◆ Your task:
Pull out every line of the listing that contains the string "path", treating uppercase and lowercase as different.

========================

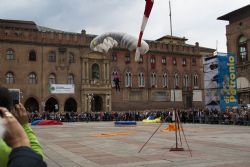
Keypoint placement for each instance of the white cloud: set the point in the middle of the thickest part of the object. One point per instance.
(194, 19)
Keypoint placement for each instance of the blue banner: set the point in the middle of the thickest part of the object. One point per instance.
(227, 81)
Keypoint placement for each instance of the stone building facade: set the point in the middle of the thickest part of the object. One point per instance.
(33, 57)
(238, 42)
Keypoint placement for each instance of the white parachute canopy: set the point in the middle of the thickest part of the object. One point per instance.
(106, 41)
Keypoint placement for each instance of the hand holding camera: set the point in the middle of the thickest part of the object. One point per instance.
(14, 134)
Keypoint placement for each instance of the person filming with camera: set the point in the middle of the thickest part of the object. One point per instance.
(19, 143)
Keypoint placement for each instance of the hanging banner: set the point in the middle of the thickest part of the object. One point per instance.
(197, 95)
(227, 81)
(62, 88)
(211, 91)
(176, 95)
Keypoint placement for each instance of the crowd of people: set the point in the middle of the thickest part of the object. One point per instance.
(231, 116)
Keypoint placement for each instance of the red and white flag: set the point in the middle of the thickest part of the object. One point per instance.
(148, 7)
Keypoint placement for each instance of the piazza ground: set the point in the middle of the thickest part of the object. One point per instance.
(97, 144)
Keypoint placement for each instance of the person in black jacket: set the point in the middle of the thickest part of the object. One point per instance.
(22, 155)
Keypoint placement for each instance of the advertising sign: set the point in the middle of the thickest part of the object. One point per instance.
(176, 95)
(227, 81)
(212, 96)
(62, 88)
(220, 81)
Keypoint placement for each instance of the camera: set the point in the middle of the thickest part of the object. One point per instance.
(15, 94)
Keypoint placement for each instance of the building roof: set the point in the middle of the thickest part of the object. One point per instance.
(172, 39)
(29, 25)
(239, 13)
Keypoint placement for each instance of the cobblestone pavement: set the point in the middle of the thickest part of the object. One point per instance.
(102, 144)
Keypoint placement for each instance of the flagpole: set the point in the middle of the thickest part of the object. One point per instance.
(177, 121)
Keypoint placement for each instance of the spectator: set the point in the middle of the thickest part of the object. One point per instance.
(21, 155)
(21, 115)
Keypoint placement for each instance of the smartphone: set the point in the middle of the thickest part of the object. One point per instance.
(15, 94)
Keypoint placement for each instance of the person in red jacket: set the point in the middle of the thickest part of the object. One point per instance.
(21, 155)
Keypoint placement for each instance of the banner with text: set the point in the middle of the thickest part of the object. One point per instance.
(62, 88)
(227, 81)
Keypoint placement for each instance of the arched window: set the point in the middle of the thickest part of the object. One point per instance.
(52, 57)
(128, 79)
(152, 59)
(32, 56)
(32, 78)
(95, 72)
(242, 49)
(10, 54)
(70, 79)
(195, 81)
(176, 81)
(114, 73)
(185, 81)
(141, 79)
(140, 59)
(10, 78)
(71, 58)
(165, 80)
(153, 79)
(52, 78)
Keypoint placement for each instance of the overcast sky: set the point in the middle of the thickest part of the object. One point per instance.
(194, 19)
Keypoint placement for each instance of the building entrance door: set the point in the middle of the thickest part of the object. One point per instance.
(51, 105)
(31, 105)
(97, 104)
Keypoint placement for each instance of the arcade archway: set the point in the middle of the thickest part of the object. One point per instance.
(97, 104)
(51, 105)
(70, 105)
(31, 105)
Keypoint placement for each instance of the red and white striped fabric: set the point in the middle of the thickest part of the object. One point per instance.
(148, 7)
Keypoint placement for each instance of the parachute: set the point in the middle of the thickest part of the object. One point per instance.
(106, 41)
(148, 8)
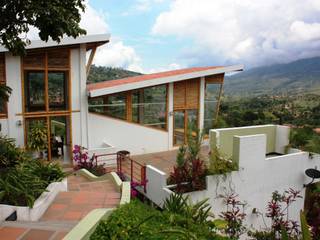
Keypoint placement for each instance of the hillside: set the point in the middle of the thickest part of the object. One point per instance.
(99, 74)
(295, 77)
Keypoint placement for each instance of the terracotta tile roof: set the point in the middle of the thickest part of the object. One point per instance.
(142, 78)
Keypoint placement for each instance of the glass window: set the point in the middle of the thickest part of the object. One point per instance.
(35, 91)
(149, 106)
(110, 105)
(210, 103)
(57, 91)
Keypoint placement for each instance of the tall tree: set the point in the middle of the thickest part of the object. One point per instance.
(53, 19)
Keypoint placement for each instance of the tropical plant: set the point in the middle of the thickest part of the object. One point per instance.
(234, 216)
(38, 137)
(219, 163)
(53, 19)
(82, 160)
(189, 172)
(10, 155)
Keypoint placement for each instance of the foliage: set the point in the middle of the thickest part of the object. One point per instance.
(38, 137)
(312, 209)
(23, 184)
(179, 204)
(189, 172)
(10, 155)
(234, 216)
(53, 19)
(220, 164)
(82, 160)
(5, 93)
(138, 221)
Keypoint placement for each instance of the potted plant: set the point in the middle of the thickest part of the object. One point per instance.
(38, 139)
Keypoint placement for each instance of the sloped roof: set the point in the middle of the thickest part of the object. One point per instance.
(97, 39)
(147, 80)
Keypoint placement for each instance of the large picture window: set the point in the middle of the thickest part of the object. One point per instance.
(149, 106)
(146, 106)
(210, 105)
(110, 105)
(3, 107)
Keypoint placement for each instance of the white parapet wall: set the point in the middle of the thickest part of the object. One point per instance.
(123, 135)
(257, 178)
(39, 207)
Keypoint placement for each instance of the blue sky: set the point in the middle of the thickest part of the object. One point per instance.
(157, 35)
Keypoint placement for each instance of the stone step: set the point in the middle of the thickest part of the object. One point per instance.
(43, 225)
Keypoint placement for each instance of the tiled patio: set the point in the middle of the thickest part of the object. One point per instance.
(165, 161)
(66, 210)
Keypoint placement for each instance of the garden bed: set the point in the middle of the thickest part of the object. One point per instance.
(39, 207)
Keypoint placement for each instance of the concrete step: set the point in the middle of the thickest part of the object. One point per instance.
(43, 225)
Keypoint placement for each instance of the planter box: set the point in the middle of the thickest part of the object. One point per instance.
(40, 205)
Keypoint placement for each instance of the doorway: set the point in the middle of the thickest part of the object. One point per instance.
(56, 140)
(184, 122)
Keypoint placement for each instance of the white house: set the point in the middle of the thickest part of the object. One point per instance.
(142, 114)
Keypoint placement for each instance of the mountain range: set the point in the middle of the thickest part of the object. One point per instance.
(291, 78)
(295, 77)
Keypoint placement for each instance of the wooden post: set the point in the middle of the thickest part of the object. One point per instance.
(218, 105)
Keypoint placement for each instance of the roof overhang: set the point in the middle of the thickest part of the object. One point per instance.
(95, 40)
(162, 80)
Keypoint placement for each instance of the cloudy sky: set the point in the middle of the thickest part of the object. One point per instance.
(157, 35)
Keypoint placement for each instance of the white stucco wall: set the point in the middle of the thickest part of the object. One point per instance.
(258, 177)
(123, 135)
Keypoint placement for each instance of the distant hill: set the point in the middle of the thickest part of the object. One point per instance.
(295, 77)
(99, 74)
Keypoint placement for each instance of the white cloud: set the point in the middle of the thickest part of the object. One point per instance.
(249, 31)
(116, 54)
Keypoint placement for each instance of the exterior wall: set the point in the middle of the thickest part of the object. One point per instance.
(123, 135)
(223, 138)
(75, 97)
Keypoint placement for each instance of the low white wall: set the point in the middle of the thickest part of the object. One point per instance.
(125, 136)
(39, 207)
(156, 182)
(257, 178)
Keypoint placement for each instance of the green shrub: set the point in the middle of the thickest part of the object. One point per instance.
(139, 221)
(10, 155)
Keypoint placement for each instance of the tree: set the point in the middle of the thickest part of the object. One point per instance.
(53, 19)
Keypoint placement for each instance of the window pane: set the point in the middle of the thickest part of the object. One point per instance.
(110, 105)
(179, 128)
(57, 87)
(35, 92)
(149, 106)
(210, 103)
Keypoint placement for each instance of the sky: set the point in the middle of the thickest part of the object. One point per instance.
(158, 35)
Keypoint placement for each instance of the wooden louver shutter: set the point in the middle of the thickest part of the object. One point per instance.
(179, 93)
(192, 93)
(2, 69)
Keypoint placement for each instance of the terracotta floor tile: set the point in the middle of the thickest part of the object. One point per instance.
(36, 234)
(59, 235)
(11, 233)
(72, 215)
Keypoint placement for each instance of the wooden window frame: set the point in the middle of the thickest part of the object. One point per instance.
(47, 113)
(128, 117)
(4, 114)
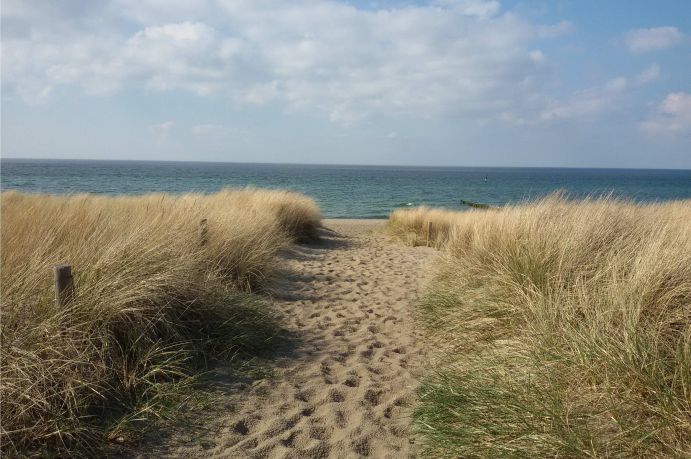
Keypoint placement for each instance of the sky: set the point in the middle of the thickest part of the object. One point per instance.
(561, 83)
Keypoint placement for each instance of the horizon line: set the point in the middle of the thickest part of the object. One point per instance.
(340, 164)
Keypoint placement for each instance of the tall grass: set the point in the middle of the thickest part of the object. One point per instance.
(151, 303)
(561, 329)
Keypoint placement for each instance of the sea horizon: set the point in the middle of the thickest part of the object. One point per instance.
(278, 163)
(346, 190)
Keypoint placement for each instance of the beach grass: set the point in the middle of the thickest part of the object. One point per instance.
(558, 329)
(154, 302)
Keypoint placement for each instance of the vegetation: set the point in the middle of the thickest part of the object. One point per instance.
(559, 329)
(152, 304)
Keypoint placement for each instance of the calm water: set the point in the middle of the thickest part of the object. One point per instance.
(344, 191)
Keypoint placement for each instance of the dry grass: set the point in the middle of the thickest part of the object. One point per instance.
(412, 225)
(151, 302)
(561, 329)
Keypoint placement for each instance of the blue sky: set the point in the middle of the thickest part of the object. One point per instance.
(449, 82)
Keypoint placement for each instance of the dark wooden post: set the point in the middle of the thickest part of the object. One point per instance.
(64, 284)
(203, 231)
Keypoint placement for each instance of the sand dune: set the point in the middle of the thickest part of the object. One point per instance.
(348, 388)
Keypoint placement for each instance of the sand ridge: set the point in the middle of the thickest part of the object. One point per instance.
(348, 392)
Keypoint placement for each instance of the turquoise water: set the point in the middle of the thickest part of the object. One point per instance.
(345, 191)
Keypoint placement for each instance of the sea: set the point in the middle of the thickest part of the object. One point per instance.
(346, 191)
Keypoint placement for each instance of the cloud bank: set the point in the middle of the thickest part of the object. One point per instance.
(449, 58)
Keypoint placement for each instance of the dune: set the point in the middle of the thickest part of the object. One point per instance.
(347, 389)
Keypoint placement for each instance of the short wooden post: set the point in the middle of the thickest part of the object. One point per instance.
(203, 232)
(64, 285)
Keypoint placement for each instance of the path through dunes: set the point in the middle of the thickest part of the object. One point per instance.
(348, 387)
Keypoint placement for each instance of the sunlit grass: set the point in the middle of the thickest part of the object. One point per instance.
(559, 329)
(152, 303)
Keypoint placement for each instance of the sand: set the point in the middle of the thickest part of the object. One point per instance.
(347, 389)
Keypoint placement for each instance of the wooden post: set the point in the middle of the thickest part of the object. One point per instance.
(203, 232)
(64, 285)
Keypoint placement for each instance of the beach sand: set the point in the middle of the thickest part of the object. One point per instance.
(346, 386)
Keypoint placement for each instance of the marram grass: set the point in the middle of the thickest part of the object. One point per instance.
(151, 304)
(560, 329)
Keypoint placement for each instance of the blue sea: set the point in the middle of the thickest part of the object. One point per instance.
(345, 191)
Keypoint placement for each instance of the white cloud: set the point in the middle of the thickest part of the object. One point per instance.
(648, 75)
(671, 117)
(453, 58)
(652, 39)
(599, 100)
(210, 130)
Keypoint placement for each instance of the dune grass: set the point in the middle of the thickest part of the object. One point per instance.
(152, 304)
(559, 329)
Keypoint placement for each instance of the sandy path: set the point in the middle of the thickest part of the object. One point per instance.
(348, 388)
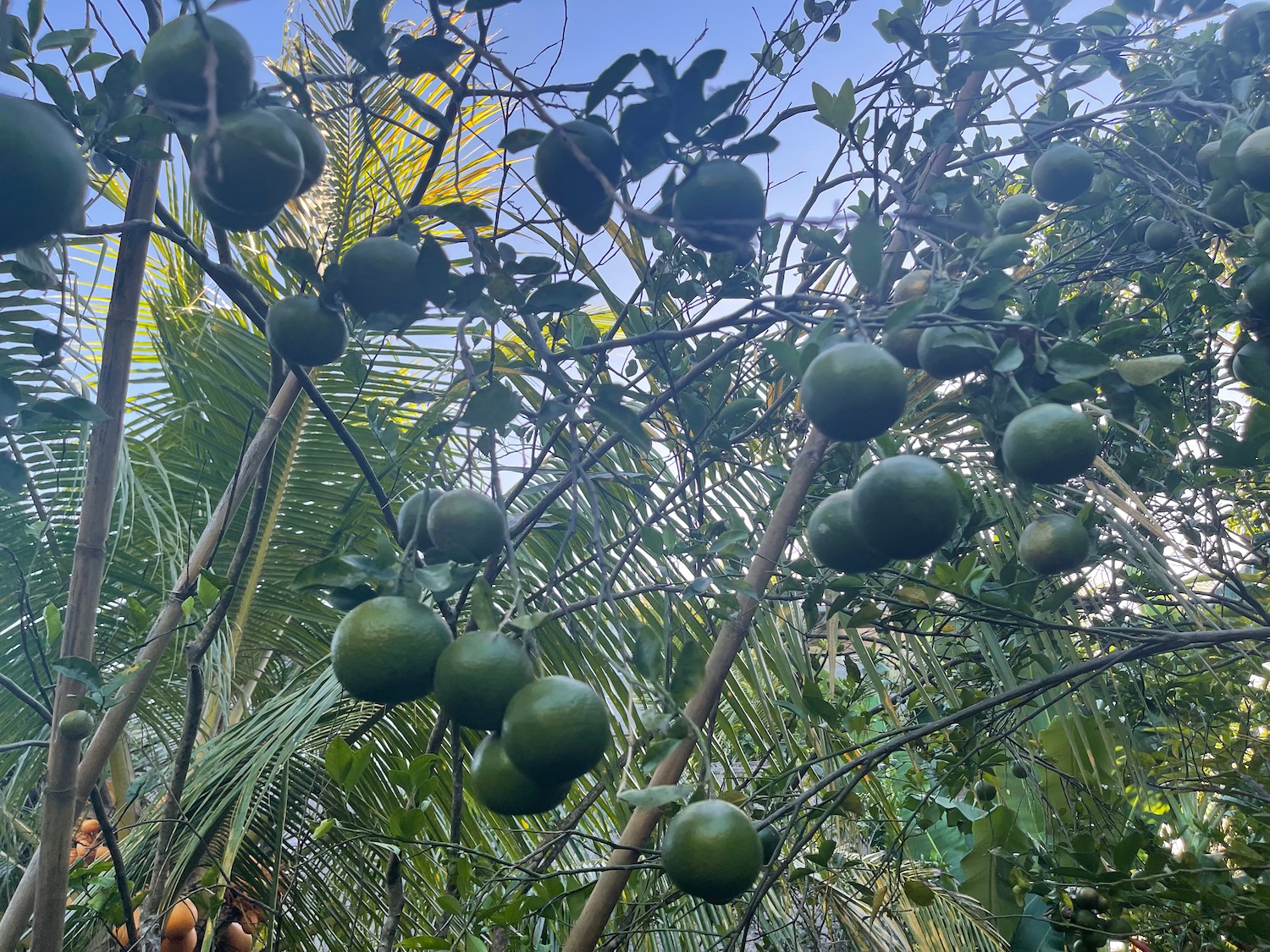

========================

◆ Task output:
Keypoint placement for each instance of the path through dunes: set the point in the middle of the thickest part of the object. One point per instance.
Keypoint placement for each instance of the sandy path: set the point in the middle of the thickest part of the object. One point per instance.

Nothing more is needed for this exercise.